[Prompt] Copy the listing from the line containing "[pin] woman's shoulder" through the end, substituting "person's" for every "woman's" and leaving all else unchanged.

** start of Data to use **

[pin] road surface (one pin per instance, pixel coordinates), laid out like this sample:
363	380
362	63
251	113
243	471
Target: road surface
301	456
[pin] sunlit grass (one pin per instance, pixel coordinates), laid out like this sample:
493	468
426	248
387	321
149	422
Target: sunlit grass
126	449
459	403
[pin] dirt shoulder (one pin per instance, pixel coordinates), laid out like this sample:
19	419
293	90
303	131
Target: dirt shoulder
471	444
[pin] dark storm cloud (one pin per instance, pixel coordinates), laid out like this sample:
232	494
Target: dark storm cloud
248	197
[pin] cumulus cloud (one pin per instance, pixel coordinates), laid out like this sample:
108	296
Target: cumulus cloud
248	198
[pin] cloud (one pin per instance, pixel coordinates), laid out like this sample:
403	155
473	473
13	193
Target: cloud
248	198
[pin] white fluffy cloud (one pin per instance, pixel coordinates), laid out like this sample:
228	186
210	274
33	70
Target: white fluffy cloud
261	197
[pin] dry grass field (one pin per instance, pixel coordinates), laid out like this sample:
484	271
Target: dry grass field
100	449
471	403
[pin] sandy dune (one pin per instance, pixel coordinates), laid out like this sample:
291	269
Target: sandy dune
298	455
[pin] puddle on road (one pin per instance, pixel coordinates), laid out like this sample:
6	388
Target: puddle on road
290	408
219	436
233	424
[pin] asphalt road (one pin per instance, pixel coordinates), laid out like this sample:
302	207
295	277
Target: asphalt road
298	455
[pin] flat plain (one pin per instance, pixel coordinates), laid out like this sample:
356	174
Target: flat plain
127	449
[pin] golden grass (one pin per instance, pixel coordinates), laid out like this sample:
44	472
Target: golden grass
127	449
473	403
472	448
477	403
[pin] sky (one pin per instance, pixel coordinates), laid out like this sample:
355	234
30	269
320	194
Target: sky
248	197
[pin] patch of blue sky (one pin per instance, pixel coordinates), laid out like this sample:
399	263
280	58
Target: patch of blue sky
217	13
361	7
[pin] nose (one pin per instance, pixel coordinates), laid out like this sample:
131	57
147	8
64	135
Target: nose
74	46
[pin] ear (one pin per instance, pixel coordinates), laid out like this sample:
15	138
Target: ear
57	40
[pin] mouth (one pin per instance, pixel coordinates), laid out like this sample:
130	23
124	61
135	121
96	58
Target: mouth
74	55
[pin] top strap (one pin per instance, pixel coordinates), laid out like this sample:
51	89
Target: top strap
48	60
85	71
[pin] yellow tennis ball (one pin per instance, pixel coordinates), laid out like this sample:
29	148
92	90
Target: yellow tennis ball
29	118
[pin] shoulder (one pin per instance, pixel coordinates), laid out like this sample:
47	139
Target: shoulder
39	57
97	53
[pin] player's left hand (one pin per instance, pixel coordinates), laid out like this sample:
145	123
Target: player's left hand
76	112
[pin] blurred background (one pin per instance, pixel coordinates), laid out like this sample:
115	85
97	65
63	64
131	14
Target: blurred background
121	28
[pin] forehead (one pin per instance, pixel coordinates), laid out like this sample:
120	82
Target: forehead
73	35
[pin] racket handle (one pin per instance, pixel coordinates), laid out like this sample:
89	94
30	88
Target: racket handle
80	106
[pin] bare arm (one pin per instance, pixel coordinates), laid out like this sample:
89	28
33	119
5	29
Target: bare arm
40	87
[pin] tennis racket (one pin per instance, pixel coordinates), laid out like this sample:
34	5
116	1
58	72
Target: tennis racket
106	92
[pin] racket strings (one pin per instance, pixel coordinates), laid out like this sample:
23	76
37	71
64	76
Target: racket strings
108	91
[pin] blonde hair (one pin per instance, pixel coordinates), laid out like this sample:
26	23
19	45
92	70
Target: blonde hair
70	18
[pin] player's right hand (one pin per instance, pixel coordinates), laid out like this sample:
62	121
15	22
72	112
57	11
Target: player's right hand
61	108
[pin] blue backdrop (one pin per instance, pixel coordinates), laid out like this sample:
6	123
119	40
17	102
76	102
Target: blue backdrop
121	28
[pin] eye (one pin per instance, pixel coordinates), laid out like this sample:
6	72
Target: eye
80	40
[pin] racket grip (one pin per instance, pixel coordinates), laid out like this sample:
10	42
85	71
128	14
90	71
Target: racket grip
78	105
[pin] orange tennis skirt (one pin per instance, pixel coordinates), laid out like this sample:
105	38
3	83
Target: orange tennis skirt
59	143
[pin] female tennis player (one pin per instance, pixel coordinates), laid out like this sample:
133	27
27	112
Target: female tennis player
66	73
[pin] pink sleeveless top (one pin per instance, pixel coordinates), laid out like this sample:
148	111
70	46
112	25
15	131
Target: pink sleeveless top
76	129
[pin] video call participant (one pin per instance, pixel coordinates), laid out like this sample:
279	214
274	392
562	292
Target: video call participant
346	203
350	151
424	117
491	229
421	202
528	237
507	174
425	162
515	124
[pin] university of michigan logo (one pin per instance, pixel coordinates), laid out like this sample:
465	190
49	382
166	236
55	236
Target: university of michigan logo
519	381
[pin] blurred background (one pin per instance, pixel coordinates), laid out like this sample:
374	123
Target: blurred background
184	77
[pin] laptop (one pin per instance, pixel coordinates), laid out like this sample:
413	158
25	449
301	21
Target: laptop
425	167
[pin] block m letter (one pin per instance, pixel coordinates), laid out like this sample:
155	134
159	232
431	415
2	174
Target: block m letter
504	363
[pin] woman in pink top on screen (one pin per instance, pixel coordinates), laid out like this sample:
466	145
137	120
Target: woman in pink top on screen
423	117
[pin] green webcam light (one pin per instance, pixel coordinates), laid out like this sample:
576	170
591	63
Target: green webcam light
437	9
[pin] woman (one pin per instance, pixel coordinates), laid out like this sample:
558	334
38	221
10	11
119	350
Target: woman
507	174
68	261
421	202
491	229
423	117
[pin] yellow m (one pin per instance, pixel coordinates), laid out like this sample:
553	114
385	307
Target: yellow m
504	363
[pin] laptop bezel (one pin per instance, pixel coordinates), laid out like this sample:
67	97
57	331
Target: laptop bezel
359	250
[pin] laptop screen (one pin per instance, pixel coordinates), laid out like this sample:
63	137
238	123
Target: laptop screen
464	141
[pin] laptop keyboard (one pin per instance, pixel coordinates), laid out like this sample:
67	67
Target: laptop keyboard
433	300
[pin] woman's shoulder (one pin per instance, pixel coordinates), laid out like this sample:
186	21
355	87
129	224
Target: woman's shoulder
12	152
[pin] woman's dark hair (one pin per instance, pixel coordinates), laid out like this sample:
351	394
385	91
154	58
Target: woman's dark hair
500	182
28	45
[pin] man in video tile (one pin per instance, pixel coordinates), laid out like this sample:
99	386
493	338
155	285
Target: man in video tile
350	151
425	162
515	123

** end of Data to use **

[Reply to the task]
[pin] person's shoulder (one pin per instance, pixel coordinates), laid out like this sample:
186	21
355	87
129	224
Target: person's shoulder
12	152
[pin] person's dark hair (one pin per instance, pixel coordinates), laid out like this sample:
351	394
385	91
154	58
Target: person's dark hair
500	182
28	45
[pin] man in video tile (one pin per instance, pixel coordinates), laid out like this sample:
99	386
493	338
155	285
Target: man in video tile
350	151
425	162
515	123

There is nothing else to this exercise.